= ACTIVITY =
Every line of the listing below should be written out exactly.

= SOURCE RECORDS =
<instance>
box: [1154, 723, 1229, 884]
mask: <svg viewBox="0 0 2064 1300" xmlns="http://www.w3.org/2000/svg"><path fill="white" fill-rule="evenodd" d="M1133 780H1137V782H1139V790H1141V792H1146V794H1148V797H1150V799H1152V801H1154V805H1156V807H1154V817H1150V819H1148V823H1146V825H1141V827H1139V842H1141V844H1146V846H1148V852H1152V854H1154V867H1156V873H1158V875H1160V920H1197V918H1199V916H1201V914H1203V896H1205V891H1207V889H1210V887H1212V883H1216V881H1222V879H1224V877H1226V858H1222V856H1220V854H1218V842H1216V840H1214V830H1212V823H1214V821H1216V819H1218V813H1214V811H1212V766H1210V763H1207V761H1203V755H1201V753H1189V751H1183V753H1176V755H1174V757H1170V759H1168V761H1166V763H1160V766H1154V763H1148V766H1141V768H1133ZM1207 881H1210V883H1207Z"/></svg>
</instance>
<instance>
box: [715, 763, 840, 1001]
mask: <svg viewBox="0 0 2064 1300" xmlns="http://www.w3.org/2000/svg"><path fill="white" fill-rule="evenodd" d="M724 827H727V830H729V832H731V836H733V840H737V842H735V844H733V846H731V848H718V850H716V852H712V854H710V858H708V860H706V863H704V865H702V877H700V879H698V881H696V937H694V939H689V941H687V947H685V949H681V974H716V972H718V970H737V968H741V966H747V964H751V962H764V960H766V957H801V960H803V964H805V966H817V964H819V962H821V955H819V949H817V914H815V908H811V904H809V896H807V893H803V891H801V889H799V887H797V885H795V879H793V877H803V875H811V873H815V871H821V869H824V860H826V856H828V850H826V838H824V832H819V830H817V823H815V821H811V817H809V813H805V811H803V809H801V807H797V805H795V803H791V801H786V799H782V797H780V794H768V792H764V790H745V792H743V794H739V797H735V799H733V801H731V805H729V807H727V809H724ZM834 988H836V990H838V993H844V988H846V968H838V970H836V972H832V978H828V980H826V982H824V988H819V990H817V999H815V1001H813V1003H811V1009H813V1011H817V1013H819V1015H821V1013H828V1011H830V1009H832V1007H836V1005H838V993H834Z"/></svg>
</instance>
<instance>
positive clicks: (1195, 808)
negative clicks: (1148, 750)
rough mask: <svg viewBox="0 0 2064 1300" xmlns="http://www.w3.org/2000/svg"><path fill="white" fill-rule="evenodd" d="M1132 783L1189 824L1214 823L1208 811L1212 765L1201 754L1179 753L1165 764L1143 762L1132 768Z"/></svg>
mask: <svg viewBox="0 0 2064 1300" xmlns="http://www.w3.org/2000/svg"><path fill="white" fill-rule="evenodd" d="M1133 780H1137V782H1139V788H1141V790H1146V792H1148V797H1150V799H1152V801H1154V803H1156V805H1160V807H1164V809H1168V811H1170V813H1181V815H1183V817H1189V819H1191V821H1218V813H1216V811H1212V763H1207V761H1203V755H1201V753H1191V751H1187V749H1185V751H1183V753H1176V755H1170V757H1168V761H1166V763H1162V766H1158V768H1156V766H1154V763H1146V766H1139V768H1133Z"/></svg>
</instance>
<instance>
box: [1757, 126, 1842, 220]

= RESPONSE BELOW =
<instance>
box: [1154, 723, 1229, 884]
mask: <svg viewBox="0 0 2064 1300" xmlns="http://www.w3.org/2000/svg"><path fill="white" fill-rule="evenodd" d="M1133 780H1137V782H1139V790H1141V792H1146V794H1148V797H1150V799H1152V801H1154V805H1156V807H1154V817H1150V819H1148V823H1146V825H1141V827H1139V842H1141V844H1146V846H1148V852H1152V854H1154V867H1156V873H1158V875H1160V920H1197V918H1199V916H1201V914H1203V896H1205V891H1207V889H1210V887H1212V883H1216V881H1222V879H1224V877H1226V858H1222V856H1220V854H1218V842H1216V840H1214V830H1212V823H1214V821H1216V819H1218V813H1214V811H1212V766H1210V763H1207V761H1203V755H1201V753H1189V751H1183V753H1176V755H1174V757H1170V759H1168V761H1166V763H1160V766H1154V763H1148V766H1141V768H1133ZM1207 881H1210V883H1207Z"/></svg>
</instance>
<instance>
box: [715, 763, 840, 1001]
mask: <svg viewBox="0 0 2064 1300" xmlns="http://www.w3.org/2000/svg"><path fill="white" fill-rule="evenodd" d="M724 827H727V830H729V832H731V836H733V840H737V842H735V844H733V846H731V848H718V850H716V852H712V854H710V858H708V860H706V863H704V865H702V877H700V879H698V881H696V937H694V939H689V941H687V947H685V949H681V974H716V972H718V970H737V968H741V966H747V964H751V962H764V960H766V957H801V960H803V964H805V966H817V964H819V962H821V955H819V949H817V914H815V908H811V904H809V896H807V893H803V891H801V889H799V887H797V885H795V879H793V877H803V875H811V873H815V871H821V869H824V860H826V856H828V850H826V838H824V832H819V830H817V823H815V821H811V817H809V813H805V811H803V809H801V807H797V805H795V803H791V801H786V799H782V797H780V794H768V792H764V790H745V792H743V794H739V797H735V799H733V801H731V805H729V807H727V809H724ZM834 988H836V990H838V993H844V988H846V968H838V970H836V972H832V978H828V980H826V982H824V988H819V990H817V999H815V1001H813V1003H811V1009H813V1011H817V1013H819V1015H821V1013H828V1011H830V1009H832V1007H836V1005H838V993H834Z"/></svg>
</instance>
<instance>
positive clicks: (1195, 808)
negative clicks: (1148, 750)
rough mask: <svg viewBox="0 0 2064 1300" xmlns="http://www.w3.org/2000/svg"><path fill="white" fill-rule="evenodd" d="M1132 783L1189 824L1214 823L1208 811L1212 765L1201 754L1179 753L1165 764L1143 762L1132 768Z"/></svg>
mask: <svg viewBox="0 0 2064 1300" xmlns="http://www.w3.org/2000/svg"><path fill="white" fill-rule="evenodd" d="M1133 780H1137V782H1139V788H1141V790H1146V792H1148V797H1150V799H1152V801H1154V803H1156V805H1160V807H1164V809H1168V811H1170V813H1181V815H1183V817H1189V819H1191V821H1218V813H1216V811H1212V763H1207V761H1203V755H1201V753H1191V751H1187V749H1185V751H1183V753H1176V755H1170V757H1168V761H1166V763H1162V766H1158V768H1156V766H1154V763H1146V766H1139V768H1133Z"/></svg>
</instance>
<instance>
box: [1757, 126, 1842, 220]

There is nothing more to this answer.